__INFORMATION PROVIDED__.

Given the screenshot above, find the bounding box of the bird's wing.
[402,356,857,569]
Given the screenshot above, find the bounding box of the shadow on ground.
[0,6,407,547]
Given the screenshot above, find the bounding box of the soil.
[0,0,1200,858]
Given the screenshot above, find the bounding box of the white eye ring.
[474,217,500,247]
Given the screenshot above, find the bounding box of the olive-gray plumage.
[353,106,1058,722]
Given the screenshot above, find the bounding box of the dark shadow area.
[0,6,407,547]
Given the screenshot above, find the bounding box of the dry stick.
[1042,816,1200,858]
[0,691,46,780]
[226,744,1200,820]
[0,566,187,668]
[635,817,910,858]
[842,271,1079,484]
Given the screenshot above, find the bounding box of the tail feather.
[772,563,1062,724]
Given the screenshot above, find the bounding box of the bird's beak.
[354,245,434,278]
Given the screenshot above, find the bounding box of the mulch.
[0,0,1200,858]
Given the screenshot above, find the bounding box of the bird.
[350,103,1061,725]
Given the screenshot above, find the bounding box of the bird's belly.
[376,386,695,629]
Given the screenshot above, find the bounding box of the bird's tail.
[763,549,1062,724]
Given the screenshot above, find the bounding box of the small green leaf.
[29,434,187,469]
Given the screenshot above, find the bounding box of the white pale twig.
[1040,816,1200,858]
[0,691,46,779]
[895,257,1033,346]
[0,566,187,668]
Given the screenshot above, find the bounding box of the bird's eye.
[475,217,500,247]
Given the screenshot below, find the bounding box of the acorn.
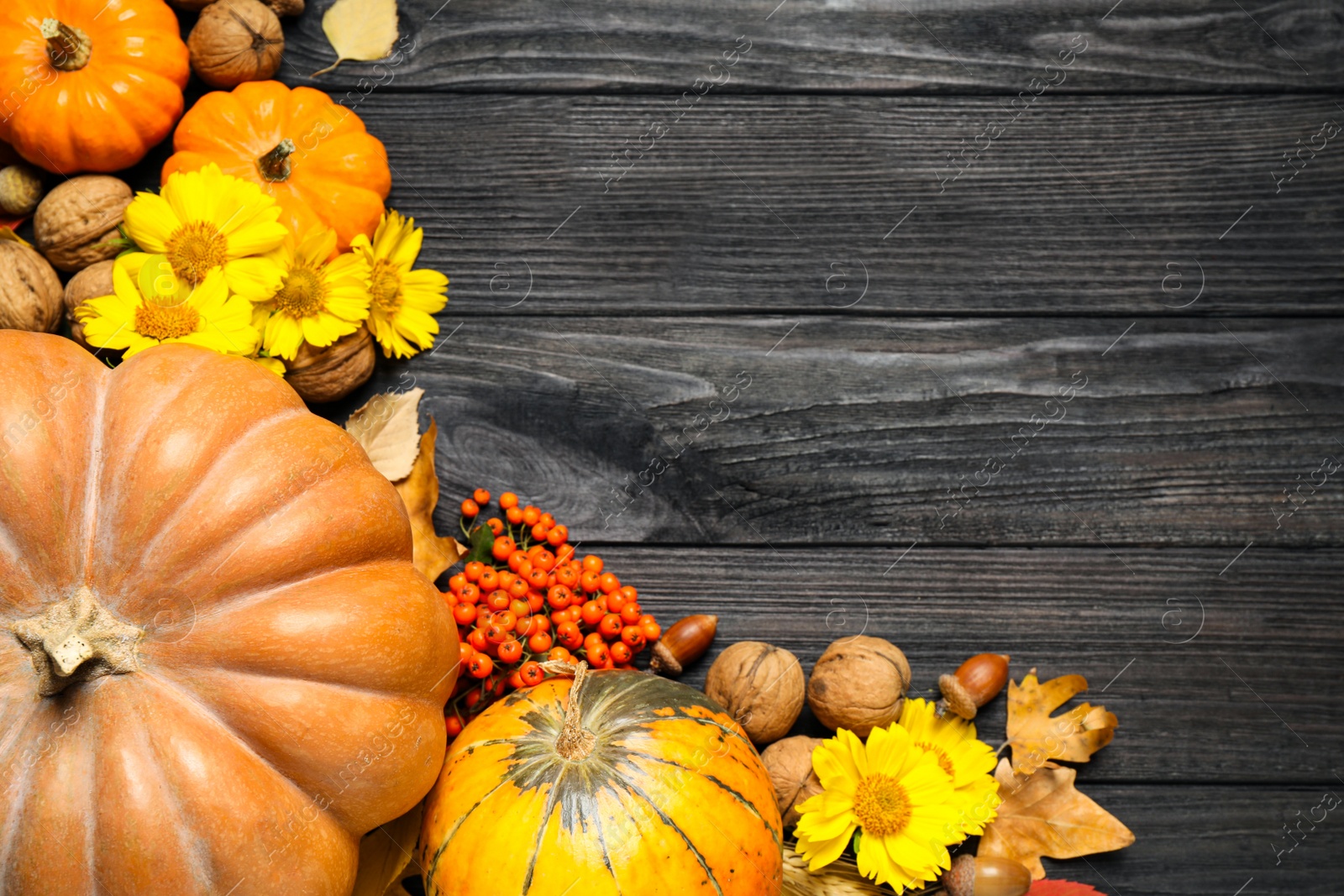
[942,853,1031,896]
[649,616,719,679]
[937,652,1008,719]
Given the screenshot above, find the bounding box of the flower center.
[166,220,228,286]
[853,775,910,837]
[368,258,402,317]
[136,301,200,341]
[916,743,957,779]
[274,265,328,317]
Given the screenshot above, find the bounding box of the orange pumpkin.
[0,0,190,175]
[0,331,459,896]
[419,669,782,896]
[163,81,392,250]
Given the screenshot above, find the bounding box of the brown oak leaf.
[1008,669,1120,775]
[392,419,466,582]
[979,759,1134,880]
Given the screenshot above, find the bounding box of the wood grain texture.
[309,92,1344,316]
[282,0,1344,92]
[312,318,1344,551]
[575,548,1344,794]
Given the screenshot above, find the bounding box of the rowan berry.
[556,622,583,650]
[580,600,606,626]
[517,661,546,688]
[596,612,622,641]
[500,638,522,663]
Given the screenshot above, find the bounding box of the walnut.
[285,327,375,405]
[186,0,285,89]
[808,636,910,737]
[32,175,132,273]
[761,735,822,827]
[0,239,60,333]
[704,641,804,744]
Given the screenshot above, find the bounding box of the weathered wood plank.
[470,548,1344,784]
[312,92,1344,316]
[317,318,1344,552]
[282,0,1344,96]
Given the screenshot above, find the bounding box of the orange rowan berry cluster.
[444,489,663,737]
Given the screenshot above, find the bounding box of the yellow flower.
[79,255,260,358]
[257,227,368,360]
[898,697,1003,834]
[349,211,448,358]
[795,724,963,891]
[126,163,287,301]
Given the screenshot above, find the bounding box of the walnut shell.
[285,327,375,405]
[32,175,133,271]
[761,735,822,827]
[186,0,285,90]
[808,636,910,737]
[704,641,804,744]
[0,239,62,333]
[0,163,42,217]
[266,0,304,18]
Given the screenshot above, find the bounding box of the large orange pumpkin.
[0,0,190,175]
[163,81,392,250]
[419,670,782,896]
[0,331,459,896]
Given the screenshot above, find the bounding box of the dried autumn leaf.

__YOUR TASK__.
Rewrite all of the entries above, replacing "screenshot" with "photo" and leaving everything else unchanged. Omit the pictures from the output.

__ANSWER TO THIS TASK__.
Given the photo above, find the bounding box of the bird's wing.
[402,356,857,569]
Given the photo above, find the bounding box of the shadow on ground.
[0,6,407,547]
Given the photo above, find the bounding box of the soil.
[0,0,1200,858]
Given the photo above, find the bounding box of the white eye ring.
[474,217,500,247]
Given the photo above, find the bounding box of the olive-gray plumage.
[353,106,1058,722]
Given the photo above, find the bounding box of the dark shadow area.
[0,6,407,547]
Given the photo above, find the bounding box of the dry stick.
[1042,816,1200,858]
[0,691,46,780]
[226,744,1200,820]
[0,566,187,668]
[635,817,910,858]
[842,271,1079,484]
Given the photo above, find the bounding box of the tail feather.
[772,563,1062,724]
Given the photo above, find the bounding box of the bird's beak.
[354,245,434,278]
Given the photo above, find the bounding box of the mulch.
[0,0,1200,858]
Given the photo above, find the bounding box of the bird.
[350,103,1061,725]
Given the photo above, find the bounding box of the bird's belly.
[376,386,695,629]
Given the photo above, find the bounding box of the bird's tail.
[763,549,1062,724]
Given the photo above, find the bounding box of the small green leaf.
[29,434,187,469]
Given the photo above, find the bounding box of the white pale twig.
[1040,816,1200,858]
[0,691,46,779]
[895,257,1033,346]
[0,566,187,668]
Given the photo above, find the bounding box of the bird's eye.
[475,217,500,247]
Given the photo below, find the bounding box of the acorn.
[942,853,1031,896]
[649,616,719,679]
[937,652,1008,719]
Given the photo above, find the bounding box of the flower center.
[166,220,228,286]
[853,775,910,837]
[368,258,402,317]
[136,301,200,341]
[916,743,957,779]
[274,265,328,317]
Given the photo above, find the bounding box of the orange pumpkin.
[0,0,190,175]
[0,331,459,896]
[419,669,782,896]
[163,81,392,250]
Given the photo above, find the bounding box of the brown oak leaf.
[1008,669,1120,775]
[392,419,466,582]
[979,759,1134,880]
Given the photo above, find the bounding box of the wood grain texture.
[309,92,1344,316]
[282,0,1344,92]
[312,318,1344,551]
[575,548,1344,794]
Given the photo above, find the bounding box of the rowan berry.
[556,622,583,650]
[580,600,606,626]
[517,661,546,688]
[596,612,622,641]
[500,638,522,663]
Given the photo above, find the bounding box of the walnut.
[285,327,375,405]
[186,0,285,89]
[808,636,910,737]
[32,175,132,273]
[761,735,822,827]
[0,239,60,333]
[704,641,804,744]
Given the photo above, find the bounding box of the weathered wood plank.
[470,548,1344,784]
[312,92,1344,316]
[317,318,1344,552]
[282,0,1344,96]
Given the photo above, find the bounding box of the orange rowan berry cluster.
[444,489,663,737]
Given the photo above, find the bounding box of the yellow flower.
[79,255,260,358]
[257,227,368,360]
[898,697,1003,834]
[349,211,448,358]
[795,724,963,891]
[126,163,287,301]
Given the photo above, find the bounding box of the walnut shell.
[285,327,375,405]
[32,175,133,271]
[761,735,822,827]
[186,0,285,90]
[808,636,910,737]
[704,641,804,744]
[0,239,62,333]
[0,163,42,217]
[266,0,304,18]
Given the photo above, find the bounding box of the large orange pumpkin.
[0,0,190,175]
[163,81,392,250]
[419,670,782,896]
[0,331,459,896]
Given the photo above, find the bounding box of the dried autumn leaf.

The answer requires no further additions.